● **Problem statement**
From the first line to the last, repeat the data exactly and drop the pictures.

● **Source material**
*** Block opens ***

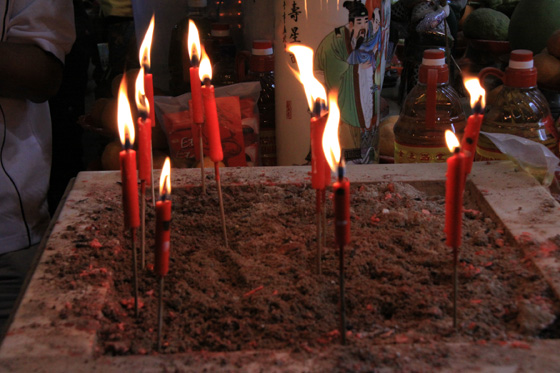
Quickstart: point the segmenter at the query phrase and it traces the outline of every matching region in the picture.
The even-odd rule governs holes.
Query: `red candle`
[[[140,68],[136,78],[136,106],[138,118],[138,178],[150,183],[152,181],[152,121],[148,118],[153,112],[144,90],[144,67]]]
[[[156,117],[155,117],[155,106],[154,106],[154,82],[152,74],[149,74],[148,71],[150,70],[151,65],[151,49],[152,49],[152,39],[154,36],[154,26],[155,26],[155,17],[152,15],[152,19],[150,20],[150,25],[146,30],[146,34],[144,35],[144,40],[142,40],[142,44],[139,48],[139,61],[140,66],[144,69],[143,77],[144,77],[144,89],[146,90],[146,97],[149,104],[149,116],[151,121],[151,126],[156,125]],[[150,136],[151,137],[151,136]]]
[[[220,124],[218,122],[218,111],[216,108],[216,97],[214,86],[207,84],[202,87],[202,100],[204,102],[204,114],[206,116],[206,130],[208,145],[210,147],[210,159],[212,162],[220,162],[224,159],[222,151],[222,140],[220,138]]]
[[[339,165],[339,177],[333,184],[334,237],[340,247],[350,243],[350,182],[344,177],[344,165]]]
[[[330,184],[331,170],[323,152],[323,133],[328,113],[311,118],[311,186],[323,189]]]
[[[451,134],[451,135],[449,135]],[[450,145],[453,137],[453,143]],[[465,187],[465,165],[467,157],[459,148],[459,141],[451,131],[446,131],[448,147],[453,155],[447,159],[445,183],[445,233],[449,247],[461,246],[461,226],[463,224],[463,190]]]
[[[189,20],[189,30],[187,36],[187,45],[189,48],[189,59],[191,68],[189,68],[190,82],[191,82],[191,99],[192,99],[192,119],[193,123],[204,123],[204,112],[202,108],[202,91],[200,87],[201,77],[199,76],[199,63],[202,56],[202,47],[200,45],[200,37],[198,36],[198,29],[192,20]],[[209,73],[211,74],[211,72]]]
[[[481,113],[473,113],[467,120],[467,127],[461,141],[461,149],[465,152],[467,157],[465,173],[471,173],[476,153],[476,145],[478,143],[478,135],[480,134],[480,126],[482,125],[483,115]]]
[[[152,181],[152,121],[138,118],[138,178]]]
[[[163,277],[169,271],[169,243],[171,237],[171,182],[169,158],[161,171],[160,200],[156,202],[155,273]]]
[[[136,152],[132,149],[125,149],[120,152],[119,156],[121,163],[124,227],[125,229],[138,228],[140,226],[140,209],[138,207]]]
[[[473,114],[470,115],[467,120],[467,127],[465,127],[465,133],[461,141],[461,149],[468,157],[465,167],[465,172],[468,175],[471,173],[476,153],[476,145],[478,143],[478,135],[480,134],[480,126],[484,118],[482,113],[484,112],[486,91],[482,88],[477,78],[466,79],[464,84],[471,97],[470,101],[473,109]]]
[[[138,208],[138,175],[136,172],[136,152],[134,145],[134,126],[126,93],[126,78],[123,77],[118,95],[119,136],[123,150],[119,154],[123,193],[125,228],[138,228],[140,214]]]
[[[153,127],[156,125],[156,107],[154,104],[154,79],[152,74],[144,75],[144,87],[146,89],[146,97],[148,98],[148,104],[150,105],[150,123],[151,126]],[[151,138],[152,135],[150,133],[150,139]]]
[[[216,108],[216,96],[212,85],[212,65],[206,53],[202,54],[199,69],[200,80],[204,82],[202,90],[202,102],[204,103],[204,117],[206,119],[206,135],[208,147],[210,148],[210,159],[218,163],[224,159],[222,151],[222,140],[220,138],[220,123],[218,122],[218,110]]]
[[[192,120],[195,124],[204,123],[204,112],[202,108],[202,87],[198,76],[198,67],[189,68],[191,77],[191,99]]]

*** Block closes ***

● **Result of the exercise**
Quickstart: point the segmenter at the query phrase and it traces the outline of every matching region in the picture.
The even-odd rule governs holes.
Query: `red candle`
[[[140,68],[136,78],[136,106],[138,118],[138,178],[150,183],[152,181],[152,121],[148,118],[153,112],[144,90],[144,67]]]
[[[156,117],[155,117],[155,106],[154,106],[154,82],[152,74],[149,74],[148,71],[150,70],[151,65],[151,49],[152,49],[152,39],[154,36],[154,26],[155,26],[155,17],[152,15],[152,19],[150,20],[150,25],[146,30],[146,34],[144,35],[144,40],[142,40],[142,44],[139,48],[139,61],[140,66],[144,69],[143,77],[144,77],[144,89],[146,90],[146,97],[149,104],[149,116],[151,121],[151,126],[156,125]],[[150,136],[151,137],[151,136]]]
[[[220,124],[218,122],[218,111],[216,108],[216,97],[214,86],[207,84],[202,87],[202,100],[204,102],[204,114],[206,116],[206,130],[208,145],[210,147],[210,159],[212,162],[220,162],[224,159],[222,151],[222,140],[220,138]]]
[[[339,165],[339,177],[333,184],[334,237],[340,247],[350,243],[350,182],[344,177],[344,165]]]
[[[330,184],[331,170],[323,152],[323,133],[328,113],[311,118],[311,186],[323,189]]]
[[[451,134],[451,135],[449,135]],[[450,145],[453,137],[453,143]],[[465,187],[465,165],[467,157],[459,148],[459,141],[451,131],[446,131],[448,147],[453,155],[447,159],[445,183],[445,233],[449,247],[461,246],[461,226],[463,224],[463,190]]]
[[[189,20],[189,30],[187,36],[187,45],[189,48],[189,59],[191,68],[189,68],[190,82],[191,82],[191,99],[192,99],[192,119],[193,123],[204,123],[204,112],[202,108],[202,91],[200,87],[201,77],[199,76],[199,63],[202,56],[202,47],[200,45],[200,37],[198,36],[198,29],[192,20]],[[209,73],[211,74],[211,72]]]
[[[481,113],[473,113],[467,120],[467,127],[461,141],[461,149],[465,152],[467,157],[465,173],[471,173],[476,153],[476,145],[478,143],[478,135],[480,134],[480,126],[482,125],[483,115]]]
[[[152,181],[152,121],[138,118],[138,178]]]
[[[163,277],[169,271],[169,243],[171,237],[171,182],[169,158],[161,171],[160,200],[156,202],[155,273]]]
[[[136,152],[132,149],[125,149],[120,152],[119,156],[121,163],[124,227],[125,229],[138,228],[140,226],[140,209],[138,207]]]
[[[473,114],[470,115],[467,120],[467,127],[465,127],[465,133],[461,141],[461,149],[468,157],[465,167],[465,172],[468,175],[471,173],[476,153],[476,145],[478,143],[478,135],[480,134],[480,126],[484,118],[482,113],[484,112],[486,91],[482,88],[477,78],[466,79],[464,84],[471,97],[470,101],[473,109]]]
[[[138,208],[138,175],[136,172],[136,152],[134,145],[134,126],[126,93],[126,78],[123,77],[118,95],[119,136],[123,150],[119,154],[123,193],[125,228],[138,228],[140,214]]]
[[[153,127],[156,125],[156,107],[154,104],[154,79],[152,74],[144,75],[144,87],[146,89],[146,97],[148,98],[148,104],[150,105],[150,123],[151,126]],[[151,138],[152,135],[150,133],[150,139]]]
[[[216,108],[216,96],[212,85],[212,65],[206,53],[202,54],[199,69],[200,80],[204,82],[202,90],[202,102],[204,103],[204,117],[206,119],[206,135],[208,147],[210,148],[210,159],[218,163],[224,159],[222,151],[222,140],[220,138],[220,123],[218,122],[218,110]]]
[[[192,120],[195,124],[204,123],[204,112],[202,108],[202,87],[198,76],[198,67],[189,68],[191,77],[191,99]]]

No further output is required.